## Text

Jun 24 08:04:40 dell-* systemd[1]: libvirtd.service: Succeeded.
Jun 24 08:04:40 dell-* systemd[1]: libvirtd.service: Unit process 3947419 (dnsmasq) remains running aft>
Jun 24 08:04:40 dell-* systemd[1]: libvirtd.service: Unit process 3947420 (dnsmasq) remains running aft>
Jun 24 08:04:40 dell-* systemd[1]: Stopped Virtualization daemon.

And 'libvirt-guests stop' still hangs.

Comment 5 Martin Kletzander 2022-02-24 08:50:12 UTC
This might be related to a stuck libvirt-guests script which is left there even if you killed the "systemctl stop libvirt-guests".  It is running "virsh connect" which succeeded at connecting to the socket which was not picked up by a started daemon due to misconfiguration fixed in 1868537.  After I killed processes connected to the socket(s) everything started to work again.

Could you check that there is no virsh, libvirt-guests or anything else running that could be connected to the socket?

## Supplied data
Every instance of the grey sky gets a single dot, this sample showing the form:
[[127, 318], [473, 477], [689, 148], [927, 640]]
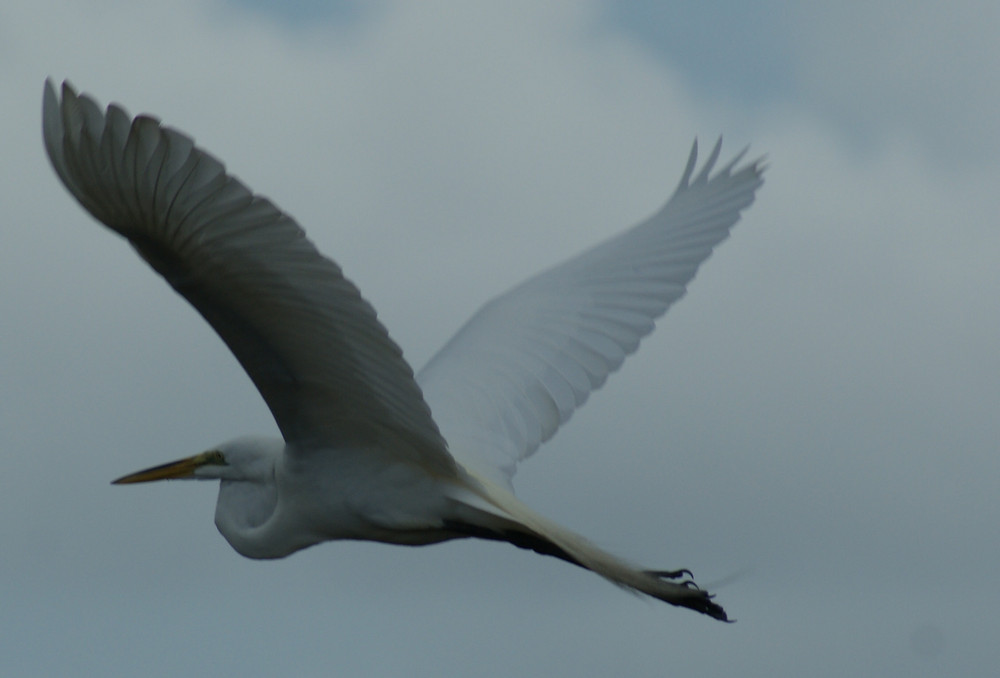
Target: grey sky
[[817, 416]]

## Work to do
A) In the bug thread, what command is the stuck libvirt-guests script running?
B) Copy out the bug thread from "Comment 5 Martin" to "to the socket?", with both ends included.

## Per-task outputs
A) virsh connect

B)
Comment 5 Martin Kletzander 2022-02-24 08:50:12 UTC
This might be related to a stuck libvirt-guests script which is left there even if you killed the "systemctl stop libvirt-guests".  It is running "virsh connect" which succeeded at connecting to the socket which was not picked up by a started daemon due to misconfiguration fixed in 1868537.  After I killed processes connected to the socket(s) everything started to work again.

Could you check that there is no virsh, libvirt-guests or anything else running that could be connected to the socket?